EXERCISE BRIEF: In the entries below, count every line with the word "each". Return only the count.

-------------------------

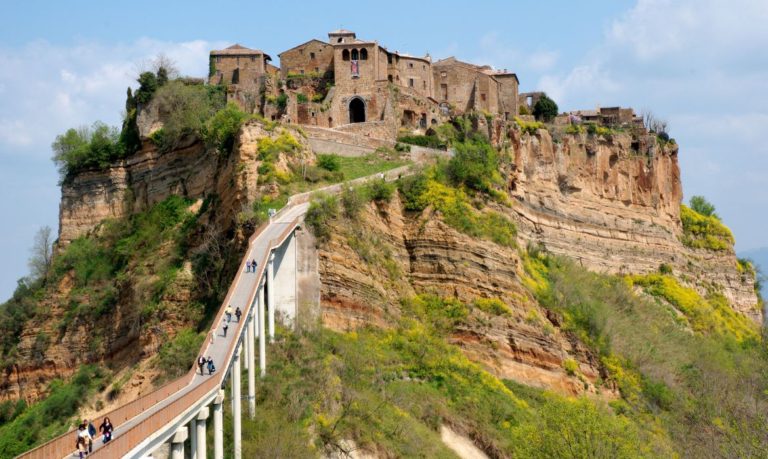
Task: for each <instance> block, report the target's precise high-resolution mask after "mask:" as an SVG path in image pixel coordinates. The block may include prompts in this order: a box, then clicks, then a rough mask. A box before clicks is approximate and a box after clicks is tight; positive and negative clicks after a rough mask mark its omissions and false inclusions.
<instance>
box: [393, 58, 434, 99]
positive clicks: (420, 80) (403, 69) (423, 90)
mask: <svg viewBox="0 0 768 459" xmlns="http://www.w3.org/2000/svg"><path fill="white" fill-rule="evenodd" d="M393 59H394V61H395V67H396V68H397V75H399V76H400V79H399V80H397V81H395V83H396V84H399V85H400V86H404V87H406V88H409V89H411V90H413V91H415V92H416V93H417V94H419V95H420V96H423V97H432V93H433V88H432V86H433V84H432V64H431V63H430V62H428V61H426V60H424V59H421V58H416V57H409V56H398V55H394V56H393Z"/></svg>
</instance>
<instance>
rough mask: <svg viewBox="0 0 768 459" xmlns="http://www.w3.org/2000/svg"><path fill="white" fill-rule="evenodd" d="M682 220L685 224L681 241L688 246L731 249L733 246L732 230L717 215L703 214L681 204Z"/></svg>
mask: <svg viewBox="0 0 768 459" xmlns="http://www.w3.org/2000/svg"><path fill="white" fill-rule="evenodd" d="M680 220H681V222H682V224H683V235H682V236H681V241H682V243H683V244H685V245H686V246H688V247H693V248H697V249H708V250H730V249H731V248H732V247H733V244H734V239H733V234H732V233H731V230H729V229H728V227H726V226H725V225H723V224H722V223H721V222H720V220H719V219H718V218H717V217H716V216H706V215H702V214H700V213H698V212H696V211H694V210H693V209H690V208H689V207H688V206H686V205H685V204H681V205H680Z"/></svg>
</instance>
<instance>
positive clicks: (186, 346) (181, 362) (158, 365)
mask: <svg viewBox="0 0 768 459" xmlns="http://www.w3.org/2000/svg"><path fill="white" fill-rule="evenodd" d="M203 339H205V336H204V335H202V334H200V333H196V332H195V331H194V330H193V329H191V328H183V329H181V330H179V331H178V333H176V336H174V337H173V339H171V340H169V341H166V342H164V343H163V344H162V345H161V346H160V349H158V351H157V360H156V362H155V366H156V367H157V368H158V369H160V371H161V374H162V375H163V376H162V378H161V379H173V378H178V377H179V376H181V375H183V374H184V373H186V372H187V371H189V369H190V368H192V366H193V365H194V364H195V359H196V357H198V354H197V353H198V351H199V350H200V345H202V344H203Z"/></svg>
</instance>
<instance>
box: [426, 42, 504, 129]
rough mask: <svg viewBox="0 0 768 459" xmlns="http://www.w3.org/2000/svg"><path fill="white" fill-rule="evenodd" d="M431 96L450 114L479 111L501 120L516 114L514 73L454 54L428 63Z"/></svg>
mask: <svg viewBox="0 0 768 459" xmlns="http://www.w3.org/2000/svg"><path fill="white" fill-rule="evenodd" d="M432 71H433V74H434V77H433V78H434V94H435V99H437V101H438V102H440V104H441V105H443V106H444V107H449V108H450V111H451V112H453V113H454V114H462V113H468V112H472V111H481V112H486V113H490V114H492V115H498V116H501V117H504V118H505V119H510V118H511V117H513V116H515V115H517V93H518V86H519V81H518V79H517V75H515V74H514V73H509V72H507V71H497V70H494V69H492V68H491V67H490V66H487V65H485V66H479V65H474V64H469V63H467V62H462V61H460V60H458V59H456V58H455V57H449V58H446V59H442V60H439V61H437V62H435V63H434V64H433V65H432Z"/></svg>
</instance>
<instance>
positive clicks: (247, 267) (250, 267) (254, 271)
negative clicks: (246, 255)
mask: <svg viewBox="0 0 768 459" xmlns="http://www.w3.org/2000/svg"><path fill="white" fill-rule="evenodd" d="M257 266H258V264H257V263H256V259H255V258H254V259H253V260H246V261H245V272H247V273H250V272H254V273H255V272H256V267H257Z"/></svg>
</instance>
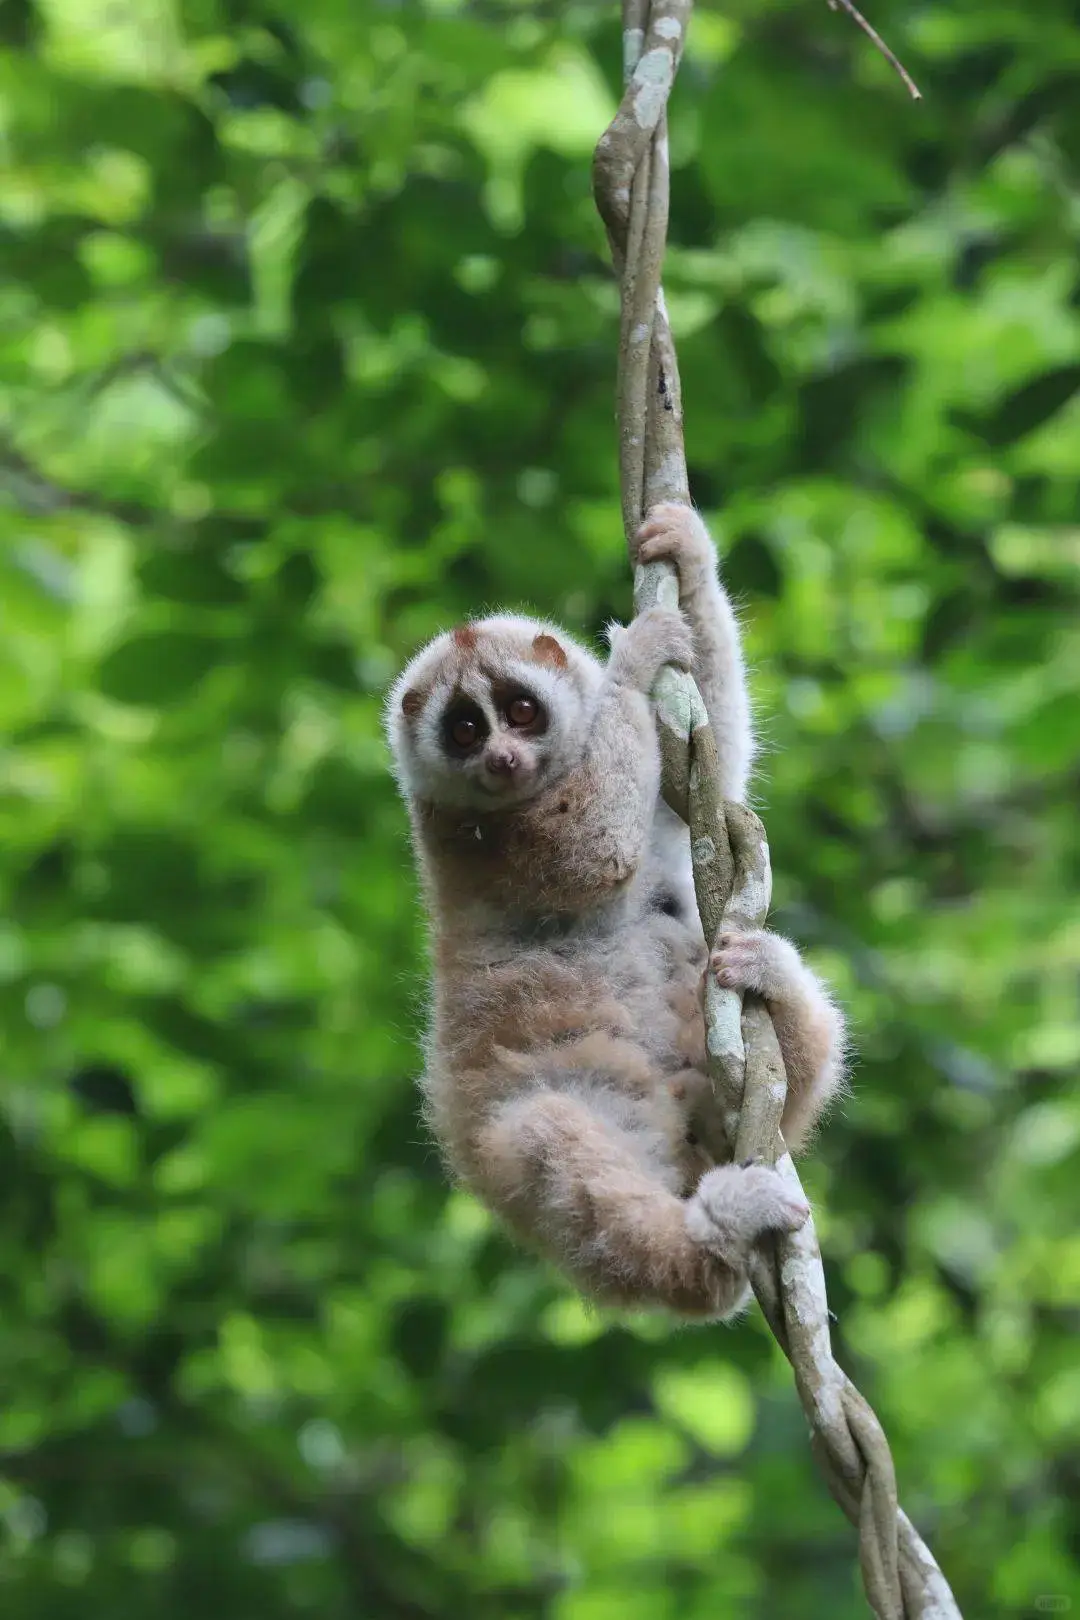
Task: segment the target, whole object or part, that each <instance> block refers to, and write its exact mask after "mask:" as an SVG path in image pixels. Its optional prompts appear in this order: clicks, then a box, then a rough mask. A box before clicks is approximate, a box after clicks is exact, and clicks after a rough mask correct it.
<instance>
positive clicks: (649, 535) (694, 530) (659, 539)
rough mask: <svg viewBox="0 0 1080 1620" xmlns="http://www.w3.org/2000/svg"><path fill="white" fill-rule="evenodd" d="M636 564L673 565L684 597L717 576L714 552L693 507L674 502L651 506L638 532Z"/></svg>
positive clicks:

-------------------------

ANSWER AREA: 2